Annotated coordinate records:
— START —

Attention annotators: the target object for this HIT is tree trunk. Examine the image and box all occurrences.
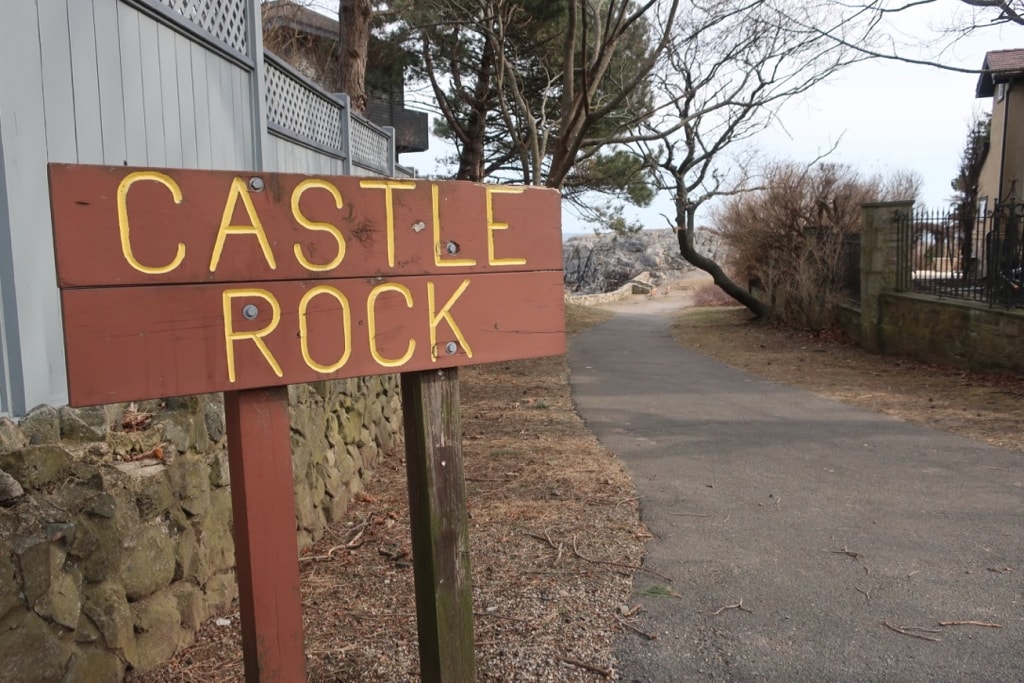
[338,0,374,114]
[676,210,771,318]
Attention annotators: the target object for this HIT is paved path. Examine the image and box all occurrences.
[569,305,1024,683]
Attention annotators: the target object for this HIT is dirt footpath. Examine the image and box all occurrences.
[569,290,1024,683]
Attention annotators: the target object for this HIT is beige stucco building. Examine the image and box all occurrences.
[976,49,1024,213]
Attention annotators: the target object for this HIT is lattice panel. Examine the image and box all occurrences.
[351,117,390,170]
[158,0,249,55]
[264,61,344,151]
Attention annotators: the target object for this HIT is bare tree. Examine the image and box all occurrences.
[338,0,374,114]
[803,0,1024,74]
[712,162,921,332]
[635,0,864,317]
[404,0,681,194]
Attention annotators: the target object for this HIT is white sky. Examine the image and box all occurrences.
[393,0,1024,233]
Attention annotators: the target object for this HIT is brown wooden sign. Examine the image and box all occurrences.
[49,164,564,405]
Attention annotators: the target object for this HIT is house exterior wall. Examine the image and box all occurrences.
[0,0,395,416]
[978,81,1024,205]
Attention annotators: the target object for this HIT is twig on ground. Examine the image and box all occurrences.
[882,622,942,643]
[939,620,1002,629]
[560,657,615,678]
[299,544,358,562]
[572,536,672,584]
[615,616,657,640]
[710,598,754,616]
[526,531,558,550]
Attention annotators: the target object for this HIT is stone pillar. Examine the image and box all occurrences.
[860,201,913,353]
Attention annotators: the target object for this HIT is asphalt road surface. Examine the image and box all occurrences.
[569,303,1024,683]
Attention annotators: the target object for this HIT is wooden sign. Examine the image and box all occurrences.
[49,164,564,405]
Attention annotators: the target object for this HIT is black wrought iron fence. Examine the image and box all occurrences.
[896,204,1024,307]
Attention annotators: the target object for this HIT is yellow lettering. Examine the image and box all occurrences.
[430,184,476,267]
[367,283,416,368]
[427,280,473,360]
[210,177,278,272]
[484,185,526,265]
[359,180,416,268]
[299,285,352,375]
[292,178,348,272]
[118,171,185,275]
[222,289,285,383]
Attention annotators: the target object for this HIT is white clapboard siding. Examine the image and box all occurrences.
[0,0,395,417]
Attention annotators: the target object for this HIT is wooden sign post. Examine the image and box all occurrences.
[49,164,565,682]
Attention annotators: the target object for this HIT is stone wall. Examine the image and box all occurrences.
[565,271,655,306]
[0,376,401,682]
[878,294,1024,373]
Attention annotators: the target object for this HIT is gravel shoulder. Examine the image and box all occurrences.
[129,276,1024,683]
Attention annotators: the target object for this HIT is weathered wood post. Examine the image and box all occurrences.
[401,368,476,683]
[49,164,565,683]
[224,387,306,683]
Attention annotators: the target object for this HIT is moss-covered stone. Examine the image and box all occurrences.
[174,526,199,581]
[57,405,110,442]
[135,468,177,520]
[121,523,175,600]
[0,543,26,620]
[61,647,125,683]
[75,611,103,643]
[210,451,231,487]
[170,455,210,515]
[0,418,29,453]
[168,582,207,633]
[203,571,239,611]
[82,581,135,661]
[131,591,186,673]
[0,612,72,683]
[18,539,82,629]
[0,443,72,490]
[203,400,225,441]
[69,487,139,583]
[0,470,25,505]
[196,488,234,583]
[156,411,210,453]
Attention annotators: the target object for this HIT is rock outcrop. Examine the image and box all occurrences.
[562,228,721,294]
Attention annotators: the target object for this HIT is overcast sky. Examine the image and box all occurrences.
[393,0,1024,232]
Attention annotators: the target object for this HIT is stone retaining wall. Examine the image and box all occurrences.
[565,272,654,306]
[0,376,401,682]
[879,294,1024,373]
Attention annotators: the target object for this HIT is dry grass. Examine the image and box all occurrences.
[673,306,1024,451]
[133,306,645,683]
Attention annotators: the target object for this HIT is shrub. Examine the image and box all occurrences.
[713,163,921,332]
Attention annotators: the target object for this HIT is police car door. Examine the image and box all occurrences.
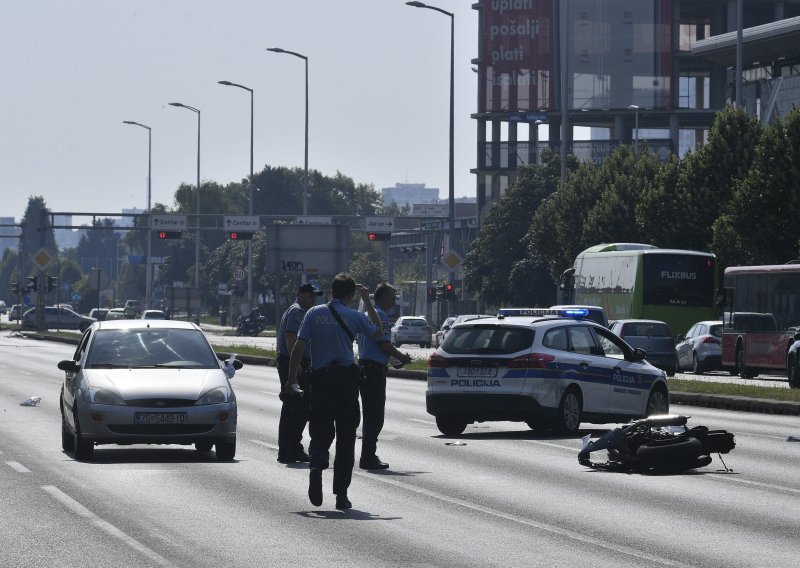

— END —

*BRIEF*.
Turn the lines above into a numbered list, leaving out blank lines and the pictures.

*WRITTEN ANSWER*.
1. Attention annotators: the target object for this HIT is tree trunk. Examine the image and box all occurrences.
2. [338,0,374,114]
3. [676,210,771,318]
4. Attention annotators: the target object for this HIT is paved path. Examine the image and box all occurrences.
5. [569,305,1024,683]
6. Attention annotators: the target object for this HIT is dirt footpath. Examine the image and box all occurrences.
7. [569,290,1024,683]
8. Attention annotators: the target object for this HIT is beige stucco building. Examine the image and box all occurrences.
9. [976,49,1024,213]
10. Attention annotators: the target object for this HIT is lattice panel. Examine the image and box all occurrences.
11. [351,117,390,170]
12. [158,0,249,55]
13. [264,61,344,151]
14. Attention annotators: the target object for this HIT is bare tree. Examine the image and box all occurrences.
15. [338,0,374,114]
16. [803,0,1024,74]
17. [712,162,921,332]
18. [635,0,864,317]
19. [404,0,681,194]
20. Attention annotators: the target object for this HIT is white sky. Examine the image and box all occurrences.
21. [393,0,1024,233]
22. Attention annotators: the target object for this HIT is brown wooden sign. Examine the image and box all occurrences.
23. [49,164,564,405]
24. Attention annotators: the target object for this HIT is house exterior wall. Examine the image and box all occurrences.
25. [0,0,395,416]
26. [978,81,1024,205]
27. Attention annotators: the target object for this HIT is twig on ground. Examine the image and box all occurrences.
28. [882,622,942,643]
29. [939,620,1002,629]
30. [560,657,615,678]
31. [299,544,358,562]
32. [572,536,672,584]
33. [615,616,657,640]
34. [710,598,754,616]
35. [526,531,558,550]
36. Attention annotators: the target object for this HIT is stone pillar. Examine the image and box all occurrences.
37. [860,201,913,353]
38. Attention annotators: the target object for this HIT is asphalt road surface. Examine the image and box all occurrences.
39. [569,303,1024,683]
40. Attention annotators: the target object for this HIT is wooden sign. Examine the image and box all occurrences.
41. [49,164,564,405]
42. Attention annotators: the target object for this HIT is black wrought iron fence. Examine the image and box all occurrences.
43. [896,204,1024,307]
44. Attention annotators: the target object for this HIT is yellow lettering. Examine the image and box all occurrences.
45. [430,184,476,267]
46. [367,283,416,368]
47. [427,280,473,360]
48. [210,177,278,272]
49. [484,185,526,265]
50. [359,180,416,268]
51. [299,285,352,375]
52. [292,178,348,272]
53. [118,171,185,275]
54. [222,289,285,383]
55. Attention annotators: the target object for this HIT is white clapboard siding. Examine the image and box all occurrences.
56. [0,0,395,417]
57. Attention annotators: the target object for this HIT is wooden sign post. Examine the image and box all occurrences.
58. [49,164,565,682]
59. Attention annotators: the target object for this HIT is stone wall. Examine the image and box all occurrences.
60. [565,271,655,306]
61. [0,376,401,682]
62. [878,294,1024,373]
63. Attention annotators: the target object for this HIT is gravel shoulder. Examine the image and box all occurrences.
64. [129,276,1024,683]
65. Attention annotators: the target object for this HIT is weathered wood post. Examine the image and box all occurrences.
66. [401,368,476,683]
67. [49,164,565,683]
68. [224,387,306,683]
69. Attention annotators: the target object for this HIT is moss-covered stone. Examine the image and box all occurrences.
70. [174,526,199,581]
71. [57,405,110,442]
72. [135,468,177,520]
73. [121,523,175,600]
74. [0,543,26,620]
75. [61,647,125,683]
76. [75,611,103,643]
77. [210,451,231,487]
78. [170,455,210,515]
79. [0,418,29,453]
80. [168,582,207,633]
81. [203,571,239,611]
82. [82,581,135,661]
83. [131,591,186,673]
84. [0,612,72,683]
85. [18,539,82,629]
86. [0,443,72,490]
87. [203,400,225,441]
88. [69,487,139,583]
89. [0,470,25,505]
90. [196,488,234,583]
91. [156,411,210,453]
92. Attention annotators: the target object for this HIT is rock outcrop. Examine the image and box all occurrences.
93. [562,228,721,294]
94. Attention annotators: the target object for this HIT is overcast sky. Examine the image and box all occurrences.
95. [393,0,1024,232]
96. Attention annotators: the target object for this HIT is stone retaining wall. Examine the image and box all occurrences.
97. [565,272,654,306]
98. [0,376,401,682]
99. [879,294,1024,373]
100. Attention annotators: the target object for this HIT is dry grass. Examine the image and box all occurrences.
101. [673,306,1024,451]
102. [133,306,645,683]
103. Attention annotators: the target object for this HIT is shrub. Examine the image and box all occurrences.
104. [713,163,921,332]
105. Attention annotators: the target object for this HIT is police car door. Examine the image and box all occurrences.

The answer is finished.